[Task instructions]
All lines after the one containing "Identify and tightly box the distant" are needed, along with that line itself. Please repeat them exactly through the end of the entries.

[Data provided]
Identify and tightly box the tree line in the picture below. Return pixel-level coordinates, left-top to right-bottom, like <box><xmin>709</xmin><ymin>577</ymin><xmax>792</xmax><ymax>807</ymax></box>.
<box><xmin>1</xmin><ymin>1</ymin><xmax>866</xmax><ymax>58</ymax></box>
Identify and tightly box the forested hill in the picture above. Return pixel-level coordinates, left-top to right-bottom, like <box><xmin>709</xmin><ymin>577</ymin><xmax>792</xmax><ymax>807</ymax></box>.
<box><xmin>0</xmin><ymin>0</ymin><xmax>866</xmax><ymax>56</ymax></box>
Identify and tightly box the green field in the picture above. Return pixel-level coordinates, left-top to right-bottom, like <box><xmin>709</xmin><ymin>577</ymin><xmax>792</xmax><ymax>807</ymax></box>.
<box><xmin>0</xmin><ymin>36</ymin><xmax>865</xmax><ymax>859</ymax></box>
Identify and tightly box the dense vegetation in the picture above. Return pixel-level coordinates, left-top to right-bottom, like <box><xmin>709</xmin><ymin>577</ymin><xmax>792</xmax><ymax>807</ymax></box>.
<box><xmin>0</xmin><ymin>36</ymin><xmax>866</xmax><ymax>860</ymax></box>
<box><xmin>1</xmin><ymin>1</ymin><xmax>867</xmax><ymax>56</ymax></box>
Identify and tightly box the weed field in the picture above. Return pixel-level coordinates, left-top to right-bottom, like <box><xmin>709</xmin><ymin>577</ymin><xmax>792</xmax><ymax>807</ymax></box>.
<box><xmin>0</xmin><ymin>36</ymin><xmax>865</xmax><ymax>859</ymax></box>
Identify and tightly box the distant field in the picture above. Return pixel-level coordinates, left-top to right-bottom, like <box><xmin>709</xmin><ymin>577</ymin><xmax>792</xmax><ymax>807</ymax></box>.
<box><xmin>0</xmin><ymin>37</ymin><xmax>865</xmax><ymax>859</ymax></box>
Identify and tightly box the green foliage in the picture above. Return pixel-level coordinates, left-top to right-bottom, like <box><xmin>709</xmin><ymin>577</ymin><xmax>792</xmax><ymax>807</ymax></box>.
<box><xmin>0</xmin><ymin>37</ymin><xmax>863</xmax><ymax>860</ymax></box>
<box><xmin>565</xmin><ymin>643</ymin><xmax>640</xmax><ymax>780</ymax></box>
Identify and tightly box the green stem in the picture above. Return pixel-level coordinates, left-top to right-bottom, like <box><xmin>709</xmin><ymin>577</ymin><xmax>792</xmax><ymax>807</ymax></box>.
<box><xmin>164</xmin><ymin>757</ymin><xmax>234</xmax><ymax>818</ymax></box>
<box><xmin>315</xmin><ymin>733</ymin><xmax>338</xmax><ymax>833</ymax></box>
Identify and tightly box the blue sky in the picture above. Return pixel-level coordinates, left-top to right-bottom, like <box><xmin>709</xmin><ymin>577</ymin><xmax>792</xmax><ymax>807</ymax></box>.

[Answer to this task]
Identify and tightly box the distant field in the picture above. Return pixel-level coordinates, left-top to right-bottom, like <box><xmin>709</xmin><ymin>577</ymin><xmax>792</xmax><ymax>807</ymax></box>.
<box><xmin>0</xmin><ymin>37</ymin><xmax>865</xmax><ymax>859</ymax></box>
Identify and tightly box the green foliage in the picture above. Return pixel-level coordinates, left-top to right-bottom, like <box><xmin>709</xmin><ymin>577</ymin><xmax>792</xmax><ymax>807</ymax></box>.
<box><xmin>0</xmin><ymin>37</ymin><xmax>863</xmax><ymax>860</ymax></box>
<box><xmin>565</xmin><ymin>643</ymin><xmax>640</xmax><ymax>780</ymax></box>
Identify and tightly box the green stem in the picture above. Return pixel-level coordinates, left-top to right-bottom, like <box><xmin>709</xmin><ymin>577</ymin><xmax>792</xmax><ymax>807</ymax></box>.
<box><xmin>164</xmin><ymin>757</ymin><xmax>234</xmax><ymax>818</ymax></box>
<box><xmin>315</xmin><ymin>733</ymin><xmax>338</xmax><ymax>833</ymax></box>
Identify and tightly box the blue sky in the picture above. Return pixel-level coordinates, left-top to right-bottom, like <box><xmin>709</xmin><ymin>577</ymin><xmax>792</xmax><ymax>807</ymax></box>.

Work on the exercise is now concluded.